To maintain COVID-19 distancing requirements, the Walla Walla County Elections Department will relocate to the pavilion at the county fairgrounds until after the upcoming election.
The move is scheduled for Oct. 12, according to County Auditor Karen Martin, who is responsible for administering elections in the county for all federal, state, county, municipal and special districts. From that date until after the election, all functions of the Elections Department will be conducted at the fairgrounds.
“Normally during a presidential year, we have a lot of traffic — people registering to vote, requesting ballot replacement and observers,” Martin said.
Ballots for the November general election will be mailed out on Oct. 14. Martin said that typically about 60% of ballots are placed in drop boxes, and the rest are submitted by mail. All ballot drop boxes will remain in their current locations.
Crucial to the move is getting all the technology in place to allow the department to do its work.
“The elections move is going to be a challenge,” said Chad Goodhue, the county’s information technology manager.
“We have a lot of prep work. We have high-speed internet there now, but because the elections office is so extensive in terms of its size and scope and what we need to do, it’s going to take probably a full week to get that set up and get ready for the walk-in ballots.”
The move will ensure that no one needing Elections Department services will have to stand out in the weather to maintain social distancing.
“The location allows us to make more space between work and processing stations,” said Martin, “as well as needed room for those that need to register to vote or need replacement ballots issued, and for observers.”
The pavilion also has room for designated separate entrances and exits and for voting booths to be set up to meet distancing requirements.
Goodhue and his staff must also assure the physical security of the technology services and election space, work that is being paid for out of the Help America Vote Act.

## RECORD SET

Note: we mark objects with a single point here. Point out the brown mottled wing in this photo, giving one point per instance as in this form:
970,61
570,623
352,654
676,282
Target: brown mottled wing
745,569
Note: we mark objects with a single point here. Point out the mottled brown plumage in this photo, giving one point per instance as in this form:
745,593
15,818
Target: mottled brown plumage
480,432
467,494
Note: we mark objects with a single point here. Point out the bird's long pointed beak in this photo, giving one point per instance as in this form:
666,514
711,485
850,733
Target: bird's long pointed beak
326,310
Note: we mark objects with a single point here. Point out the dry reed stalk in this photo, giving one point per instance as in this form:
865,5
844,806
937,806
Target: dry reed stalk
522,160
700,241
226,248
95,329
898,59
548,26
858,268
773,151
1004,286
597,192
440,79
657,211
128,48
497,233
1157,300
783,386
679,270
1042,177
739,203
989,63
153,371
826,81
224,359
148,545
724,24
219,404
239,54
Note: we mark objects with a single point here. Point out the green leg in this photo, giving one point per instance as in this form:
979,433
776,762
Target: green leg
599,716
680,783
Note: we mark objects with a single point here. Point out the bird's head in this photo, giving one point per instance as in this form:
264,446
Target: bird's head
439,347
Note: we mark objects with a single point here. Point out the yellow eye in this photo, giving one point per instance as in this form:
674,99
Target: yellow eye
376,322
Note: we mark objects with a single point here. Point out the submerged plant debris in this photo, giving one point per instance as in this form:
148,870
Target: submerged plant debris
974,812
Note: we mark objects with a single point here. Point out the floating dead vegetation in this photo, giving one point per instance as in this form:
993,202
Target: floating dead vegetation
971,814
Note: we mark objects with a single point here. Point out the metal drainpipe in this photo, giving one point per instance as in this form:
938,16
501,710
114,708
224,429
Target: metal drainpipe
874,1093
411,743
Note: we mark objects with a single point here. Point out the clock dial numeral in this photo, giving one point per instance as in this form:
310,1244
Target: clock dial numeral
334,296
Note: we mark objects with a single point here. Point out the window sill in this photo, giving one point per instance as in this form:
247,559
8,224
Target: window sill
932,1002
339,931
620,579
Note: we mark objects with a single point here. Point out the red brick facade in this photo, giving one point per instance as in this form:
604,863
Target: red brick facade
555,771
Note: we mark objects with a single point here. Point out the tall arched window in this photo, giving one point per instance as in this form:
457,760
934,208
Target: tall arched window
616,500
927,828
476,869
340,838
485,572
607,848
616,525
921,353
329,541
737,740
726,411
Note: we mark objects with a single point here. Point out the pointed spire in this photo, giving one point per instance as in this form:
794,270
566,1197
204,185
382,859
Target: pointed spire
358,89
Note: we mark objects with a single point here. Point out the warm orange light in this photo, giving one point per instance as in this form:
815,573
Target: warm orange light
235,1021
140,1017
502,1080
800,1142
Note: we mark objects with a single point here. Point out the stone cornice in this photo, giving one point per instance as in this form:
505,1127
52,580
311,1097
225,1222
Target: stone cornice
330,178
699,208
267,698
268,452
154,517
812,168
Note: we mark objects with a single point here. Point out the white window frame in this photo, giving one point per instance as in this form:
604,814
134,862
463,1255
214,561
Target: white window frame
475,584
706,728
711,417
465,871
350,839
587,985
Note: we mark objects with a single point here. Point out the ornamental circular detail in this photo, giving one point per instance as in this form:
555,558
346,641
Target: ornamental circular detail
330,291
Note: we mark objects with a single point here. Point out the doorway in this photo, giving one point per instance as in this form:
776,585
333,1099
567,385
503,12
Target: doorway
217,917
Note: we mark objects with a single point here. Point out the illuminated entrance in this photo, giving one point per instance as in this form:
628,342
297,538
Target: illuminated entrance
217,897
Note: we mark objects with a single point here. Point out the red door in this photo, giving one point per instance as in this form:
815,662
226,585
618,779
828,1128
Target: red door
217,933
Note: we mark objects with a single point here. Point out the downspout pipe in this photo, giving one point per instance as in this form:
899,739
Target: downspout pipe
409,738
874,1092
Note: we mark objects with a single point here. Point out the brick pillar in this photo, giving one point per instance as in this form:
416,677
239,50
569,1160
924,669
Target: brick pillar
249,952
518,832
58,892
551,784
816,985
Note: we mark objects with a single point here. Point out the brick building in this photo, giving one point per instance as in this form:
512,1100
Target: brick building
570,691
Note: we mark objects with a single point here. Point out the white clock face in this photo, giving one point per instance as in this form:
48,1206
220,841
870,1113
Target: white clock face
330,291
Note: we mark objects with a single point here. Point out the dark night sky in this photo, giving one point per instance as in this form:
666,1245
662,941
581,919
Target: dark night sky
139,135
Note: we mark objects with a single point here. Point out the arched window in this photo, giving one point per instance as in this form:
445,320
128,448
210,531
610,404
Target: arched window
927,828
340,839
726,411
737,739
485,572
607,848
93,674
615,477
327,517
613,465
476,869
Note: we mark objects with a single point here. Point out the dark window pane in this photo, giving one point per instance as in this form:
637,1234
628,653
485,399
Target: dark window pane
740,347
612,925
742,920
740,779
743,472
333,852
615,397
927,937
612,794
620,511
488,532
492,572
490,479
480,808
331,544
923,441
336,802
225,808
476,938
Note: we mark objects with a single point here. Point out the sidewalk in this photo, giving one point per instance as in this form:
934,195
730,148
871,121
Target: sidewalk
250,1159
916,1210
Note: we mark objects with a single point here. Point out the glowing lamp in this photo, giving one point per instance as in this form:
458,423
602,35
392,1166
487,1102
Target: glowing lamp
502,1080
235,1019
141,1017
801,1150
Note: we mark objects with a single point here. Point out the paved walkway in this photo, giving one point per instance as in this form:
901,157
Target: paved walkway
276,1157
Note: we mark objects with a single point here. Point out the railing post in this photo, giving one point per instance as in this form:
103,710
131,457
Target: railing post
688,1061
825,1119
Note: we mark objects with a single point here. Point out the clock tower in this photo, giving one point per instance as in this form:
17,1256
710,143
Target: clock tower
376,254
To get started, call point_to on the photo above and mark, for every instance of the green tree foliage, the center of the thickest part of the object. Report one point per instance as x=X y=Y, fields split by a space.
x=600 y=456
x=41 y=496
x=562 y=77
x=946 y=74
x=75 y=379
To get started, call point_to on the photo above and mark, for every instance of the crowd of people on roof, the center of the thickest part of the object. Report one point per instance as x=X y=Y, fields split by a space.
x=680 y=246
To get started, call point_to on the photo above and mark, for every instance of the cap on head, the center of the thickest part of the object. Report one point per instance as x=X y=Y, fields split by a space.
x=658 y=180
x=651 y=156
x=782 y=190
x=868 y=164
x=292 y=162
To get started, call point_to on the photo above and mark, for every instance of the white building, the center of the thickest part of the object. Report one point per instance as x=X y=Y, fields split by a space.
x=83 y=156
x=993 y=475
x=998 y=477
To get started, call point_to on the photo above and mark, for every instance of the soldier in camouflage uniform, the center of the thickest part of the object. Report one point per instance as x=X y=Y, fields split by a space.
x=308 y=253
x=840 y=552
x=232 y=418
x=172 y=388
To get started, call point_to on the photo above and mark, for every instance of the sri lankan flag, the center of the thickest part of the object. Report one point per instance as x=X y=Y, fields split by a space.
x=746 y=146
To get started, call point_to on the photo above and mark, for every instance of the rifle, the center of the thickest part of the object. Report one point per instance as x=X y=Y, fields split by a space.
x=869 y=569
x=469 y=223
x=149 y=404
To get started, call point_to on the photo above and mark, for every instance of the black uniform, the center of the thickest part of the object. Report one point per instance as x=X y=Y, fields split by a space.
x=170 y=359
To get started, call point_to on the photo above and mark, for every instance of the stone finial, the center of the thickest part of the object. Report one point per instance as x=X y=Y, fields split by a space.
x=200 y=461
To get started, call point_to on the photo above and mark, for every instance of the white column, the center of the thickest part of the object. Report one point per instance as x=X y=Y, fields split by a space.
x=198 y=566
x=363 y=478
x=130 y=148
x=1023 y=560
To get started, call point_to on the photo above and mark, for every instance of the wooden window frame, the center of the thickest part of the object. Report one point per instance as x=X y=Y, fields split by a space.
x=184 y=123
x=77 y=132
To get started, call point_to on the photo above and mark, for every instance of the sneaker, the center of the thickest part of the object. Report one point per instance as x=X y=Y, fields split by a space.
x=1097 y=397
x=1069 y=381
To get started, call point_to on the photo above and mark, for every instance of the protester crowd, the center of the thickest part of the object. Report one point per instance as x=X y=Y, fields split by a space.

## THE TASK
In the article about the Walla Walla County elections move, rewrite the paragraph beginning "Ballots for the November general election" as a short bulleted list that keeps its main facts.

## TASK RESULT
- Ballots for the November general election will be mailed on Oct. 14.
- According to Martin, about 60% of ballots typically go into drop boxes, and the rest are returned by mail.
- All ballot drop boxes will stay in their current locations.